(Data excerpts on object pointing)
** BEGIN **
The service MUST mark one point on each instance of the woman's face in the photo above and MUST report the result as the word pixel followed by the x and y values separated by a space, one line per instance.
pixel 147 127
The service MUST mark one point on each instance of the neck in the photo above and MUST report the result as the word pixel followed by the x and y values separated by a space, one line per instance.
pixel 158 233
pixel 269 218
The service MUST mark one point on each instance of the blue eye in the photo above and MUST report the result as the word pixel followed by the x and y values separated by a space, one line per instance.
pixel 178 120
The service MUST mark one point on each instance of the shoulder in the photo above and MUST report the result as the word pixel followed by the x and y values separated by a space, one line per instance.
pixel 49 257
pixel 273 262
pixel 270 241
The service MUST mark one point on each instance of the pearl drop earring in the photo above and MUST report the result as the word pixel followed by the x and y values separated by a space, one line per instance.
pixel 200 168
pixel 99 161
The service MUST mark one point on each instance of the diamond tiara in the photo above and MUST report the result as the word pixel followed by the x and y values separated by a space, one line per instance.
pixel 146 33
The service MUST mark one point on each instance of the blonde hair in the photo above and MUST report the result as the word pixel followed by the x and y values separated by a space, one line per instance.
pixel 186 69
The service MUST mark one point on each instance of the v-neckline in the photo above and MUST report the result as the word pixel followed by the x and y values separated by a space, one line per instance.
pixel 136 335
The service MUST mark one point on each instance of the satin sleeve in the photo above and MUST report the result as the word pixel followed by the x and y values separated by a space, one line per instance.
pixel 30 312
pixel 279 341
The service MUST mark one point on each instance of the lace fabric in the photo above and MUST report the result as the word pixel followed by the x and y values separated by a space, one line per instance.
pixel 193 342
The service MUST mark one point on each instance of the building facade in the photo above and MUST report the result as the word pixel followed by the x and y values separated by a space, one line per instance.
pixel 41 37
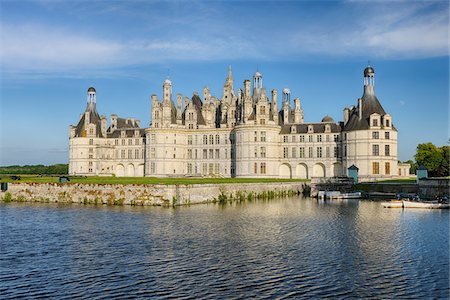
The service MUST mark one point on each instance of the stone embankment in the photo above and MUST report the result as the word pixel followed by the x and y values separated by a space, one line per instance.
pixel 134 194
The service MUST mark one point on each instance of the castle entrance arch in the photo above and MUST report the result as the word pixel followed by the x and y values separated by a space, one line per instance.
pixel 301 171
pixel 285 171
pixel 120 170
pixel 130 170
pixel 319 170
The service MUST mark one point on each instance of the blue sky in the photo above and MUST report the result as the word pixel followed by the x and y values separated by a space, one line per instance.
pixel 52 51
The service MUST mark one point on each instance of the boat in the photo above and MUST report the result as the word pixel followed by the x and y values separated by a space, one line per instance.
pixel 393 204
pixel 338 195
pixel 414 204
pixel 418 204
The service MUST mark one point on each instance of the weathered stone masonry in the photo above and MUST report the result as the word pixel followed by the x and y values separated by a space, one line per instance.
pixel 142 194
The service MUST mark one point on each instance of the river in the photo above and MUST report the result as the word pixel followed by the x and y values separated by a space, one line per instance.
pixel 284 248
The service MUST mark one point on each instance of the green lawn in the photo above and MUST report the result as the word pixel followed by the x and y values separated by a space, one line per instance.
pixel 143 180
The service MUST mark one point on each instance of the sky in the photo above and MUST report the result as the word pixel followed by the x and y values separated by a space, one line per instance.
pixel 51 51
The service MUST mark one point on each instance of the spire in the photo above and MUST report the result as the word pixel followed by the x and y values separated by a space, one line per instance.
pixel 369 80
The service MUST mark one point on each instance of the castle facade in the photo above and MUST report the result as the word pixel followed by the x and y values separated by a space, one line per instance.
pixel 237 135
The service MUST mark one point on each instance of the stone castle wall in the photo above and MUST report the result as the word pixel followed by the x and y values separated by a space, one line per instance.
pixel 143 194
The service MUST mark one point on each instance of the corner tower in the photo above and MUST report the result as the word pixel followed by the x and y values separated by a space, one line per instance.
pixel 369 138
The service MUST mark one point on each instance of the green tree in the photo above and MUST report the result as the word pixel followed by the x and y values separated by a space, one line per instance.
pixel 432 158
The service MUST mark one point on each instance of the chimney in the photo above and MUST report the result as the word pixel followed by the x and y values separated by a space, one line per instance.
** END **
■ EXERCISE INSTRUCTIONS
Revise the data above so that every "MUST" becomes "SHALL", and keep everything else as it is. Leave the pictures out of your answer.

■ EXPECTED ANSWER
The service SHALL mark one point on each instance of the woman's face in the photo above and SHALL report the result as the word pixel followed by the x and y values separated by a space, one line per instance.
pixel 147 127
The service SHALL mark one point on each instance of the neck in the photo above and SHALL report the result as the word pixel followed by the x and y values separated by a space, one line per instance.
pixel 158 233
pixel 269 218
The service SHALL mark one point on each instance of the blue eye in the photo above and SHALL report the result as the word pixel followed by the x and y values separated by a space, one line per instance.
pixel 178 120
The service SHALL mark one point on each instance of the shoulder in the photo above and SHALL report the result as the word pixel followed by the x and y values separated by a space, one line per instance.
pixel 49 257
pixel 273 262
pixel 270 241
The service SHALL mark one point on each instance of the pearl drop earring in the photo above and SHALL report the result as the word pixel followed by the x and y values separated by a space, one line per instance.
pixel 200 168
pixel 99 161
The service SHALL mark one point on each instance of the diamond tiara in the photo above and SHALL report the result as the word pixel followed by the x and y values separated by a space, one line per instance.
pixel 146 33
The service SHALL mark one point on each instance of the blonde hair in the photo above and SHALL report the result as the word pixel followed by the x and y values separated by a space, one line per instance.
pixel 186 69
The service SHALL mark one point on each instance of the v-neckline in the photo above and SHALL report the result as the word pixel followed by the x and y values separated by a space, one line per instance.
pixel 136 335
The service SHALL mark one point on each instance of the satin sleeve in the photo above and SHALL report the result as the word pixel followed by the x and y values separated by a space, one line per instance.
pixel 30 312
pixel 279 341
The service SHALL mark one point on each instance of the lace fabric in the photo above and SHALL report the result as the word pixel followed by the x and y values separated by a space, one line per instance.
pixel 193 342
The service SHALL mark one point on each instance of the building facade in the photo above and SHALL report the result as the word pixel followed by the x and y values separated by a space, one line per instance.
pixel 41 37
The service SHALL mark one point on each instance of the stone embankment in the photo above and SHALL report the result as the word pixel followed by the x and y values separated by a space, one line per instance.
pixel 134 194
The service SHALL mark one point on each instance of the castle entrance arch in the photo above and SHALL report the result as the word pixel followed by the x and y values separated by a space, one line per instance.
pixel 301 171
pixel 285 171
pixel 120 170
pixel 130 170
pixel 319 170
The service SHALL mark one point on each instance of the blue sky in the photo above and SHALL report the result as the word pixel followed by the x and y values separated by a space, one line per instance.
pixel 52 51
The service SHALL mark one point on each instance of the boat in the photo above and SHALL report the result as the word pixel followed by the x and y values separated by a space, one line per instance.
pixel 393 204
pixel 338 195
pixel 414 204
pixel 418 204
The service SHALL mark one point on each instance of the weathered stone masonry in the photo above and SHALL report the result as the word pixel followed by the x and y values separated by a space, one line per instance.
pixel 142 194
The service SHALL mark one point on each instance of the river in the photo above and SHALL report the result as the word pixel followed by the x and y values separated by a space, one line per instance.
pixel 284 248
The service SHALL mark one point on each instance of the green lawn in the photo above and SHALL report the result as the word pixel followed by the x and y values separated by a space, one line per instance.
pixel 143 180
The service SHALL mark one point on each instance of the sky in the photo above and SHALL report the result as the word pixel followed by the x and y values separated by a space, one line per instance.
pixel 51 51
The service SHALL mark one point on each instance of the spire in the photo above and SHALL report the result as the word pixel followed by the x and y values separated by a space, one line per instance.
pixel 369 80
The service SHALL mark one point on each instance of the castle facade in the photo above and SHALL report the result as the word pixel followed by the x and y values separated by a space, one line per instance.
pixel 237 135
The service SHALL mark one point on each instance of the stone castle wall in the photo above and SHALL report the result as the word pixel followed by the x and y values separated by a space, one line per instance.
pixel 143 194
The service SHALL mark one point on each instance of the corner tower in the photo above and SHALL report the result as the word pixel followed by the x and y values separated by a space, one line per instance.
pixel 369 138
The service SHALL mark one point on each instance of the green tree in the photo above and SHALL report the result as the word pixel followed by the x and y values separated by a space, one line per instance.
pixel 432 158
The service SHALL mark one point on each instance of the chimney in the photo above and SHALL report the result as the word pixel followed by the x and y values separated by a space, one line per instance.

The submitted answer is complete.